WHAT IS BEING ASKED:
Please write out the lines of data starting at the line that contains "Please place a point on every instance of the player's knee" and ending at the line that contains "Please place a point on every instance of the player's calf", swapping "largest" for "biggest" and leaving everything else unchanged.

(Saved data entries)
######

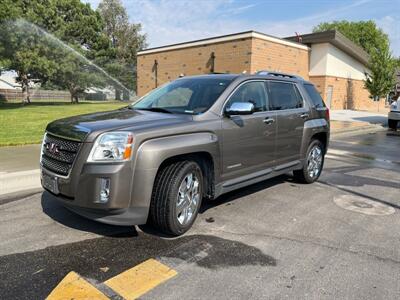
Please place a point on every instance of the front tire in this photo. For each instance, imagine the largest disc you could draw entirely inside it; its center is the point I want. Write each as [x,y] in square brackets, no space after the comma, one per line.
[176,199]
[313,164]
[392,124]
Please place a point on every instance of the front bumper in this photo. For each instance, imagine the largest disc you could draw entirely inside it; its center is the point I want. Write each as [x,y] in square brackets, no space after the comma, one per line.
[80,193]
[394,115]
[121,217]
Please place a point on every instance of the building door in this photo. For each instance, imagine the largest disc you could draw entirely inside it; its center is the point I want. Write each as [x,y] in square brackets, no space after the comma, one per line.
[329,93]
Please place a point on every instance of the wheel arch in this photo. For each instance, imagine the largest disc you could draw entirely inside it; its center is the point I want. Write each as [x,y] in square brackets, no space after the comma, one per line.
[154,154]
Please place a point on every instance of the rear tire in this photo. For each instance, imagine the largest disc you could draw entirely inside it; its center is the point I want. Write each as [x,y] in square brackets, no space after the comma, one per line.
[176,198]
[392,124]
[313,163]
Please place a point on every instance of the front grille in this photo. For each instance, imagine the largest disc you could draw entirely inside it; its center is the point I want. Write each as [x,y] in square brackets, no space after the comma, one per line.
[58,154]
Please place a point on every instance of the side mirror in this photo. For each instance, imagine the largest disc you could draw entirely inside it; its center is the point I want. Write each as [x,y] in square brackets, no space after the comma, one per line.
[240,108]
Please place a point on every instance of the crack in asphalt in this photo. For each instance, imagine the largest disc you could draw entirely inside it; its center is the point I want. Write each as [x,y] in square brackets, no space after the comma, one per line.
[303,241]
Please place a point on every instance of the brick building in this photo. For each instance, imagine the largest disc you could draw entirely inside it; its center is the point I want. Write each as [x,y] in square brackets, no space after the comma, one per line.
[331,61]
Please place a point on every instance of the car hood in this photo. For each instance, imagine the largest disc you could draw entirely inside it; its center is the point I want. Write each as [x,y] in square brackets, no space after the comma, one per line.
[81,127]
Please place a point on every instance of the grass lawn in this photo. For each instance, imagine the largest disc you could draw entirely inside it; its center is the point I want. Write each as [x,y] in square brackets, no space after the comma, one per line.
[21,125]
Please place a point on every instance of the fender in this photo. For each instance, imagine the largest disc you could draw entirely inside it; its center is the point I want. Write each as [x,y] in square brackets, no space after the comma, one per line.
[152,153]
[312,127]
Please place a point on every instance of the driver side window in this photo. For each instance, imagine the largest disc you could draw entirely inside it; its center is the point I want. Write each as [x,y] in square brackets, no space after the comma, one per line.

######

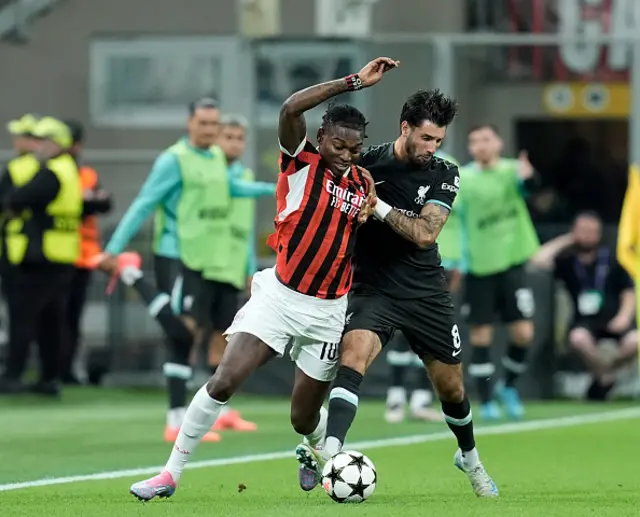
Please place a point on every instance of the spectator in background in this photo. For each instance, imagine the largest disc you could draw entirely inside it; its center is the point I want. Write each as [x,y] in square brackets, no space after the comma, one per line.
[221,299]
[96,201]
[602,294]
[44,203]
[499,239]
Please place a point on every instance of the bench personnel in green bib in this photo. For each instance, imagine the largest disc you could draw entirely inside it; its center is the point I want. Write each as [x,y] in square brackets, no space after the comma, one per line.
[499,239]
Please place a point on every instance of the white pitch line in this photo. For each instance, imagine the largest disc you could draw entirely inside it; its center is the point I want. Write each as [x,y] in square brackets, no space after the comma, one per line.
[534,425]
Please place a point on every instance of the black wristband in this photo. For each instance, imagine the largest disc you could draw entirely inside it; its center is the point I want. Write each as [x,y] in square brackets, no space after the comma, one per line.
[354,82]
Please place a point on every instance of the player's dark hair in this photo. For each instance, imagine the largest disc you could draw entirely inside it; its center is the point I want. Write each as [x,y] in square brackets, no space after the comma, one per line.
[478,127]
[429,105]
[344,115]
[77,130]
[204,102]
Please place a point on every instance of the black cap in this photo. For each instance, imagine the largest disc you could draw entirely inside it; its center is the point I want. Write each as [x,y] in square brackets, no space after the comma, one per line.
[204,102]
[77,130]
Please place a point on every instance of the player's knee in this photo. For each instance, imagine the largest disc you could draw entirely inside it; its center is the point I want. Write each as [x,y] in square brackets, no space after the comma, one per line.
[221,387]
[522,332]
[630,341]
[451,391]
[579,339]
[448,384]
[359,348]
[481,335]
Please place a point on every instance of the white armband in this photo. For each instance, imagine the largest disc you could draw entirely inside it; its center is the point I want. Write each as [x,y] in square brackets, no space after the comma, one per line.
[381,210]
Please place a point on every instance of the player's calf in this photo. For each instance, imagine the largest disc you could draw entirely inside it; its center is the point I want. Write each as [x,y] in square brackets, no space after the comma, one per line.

######

RESULT OF THE TASK:
Please place a point on every instance of the player's knee in this photo. For each instance, imagine the biggest disc you could draw entirely inside it; its center is the point I want. Write each as [x,y] in square brackets, no space after the comma, one per line.
[221,387]
[522,332]
[630,341]
[451,391]
[579,339]
[448,384]
[359,348]
[481,335]
Please place a point on every instance of the white armband in this photo. For each instance, imagine the biggest disc you could draw entirely inside it; its center is the point I want. Write each as [x,y] in square brackets, no space after the comma, one per line.
[381,210]
Please place a point on every instance of the player's calf in this photo. For each instance, imagine the biggest disc you could draw entirely inside it; its center is the point I want. Write each as [x,y] in square brackets, no space after the comma, one per line.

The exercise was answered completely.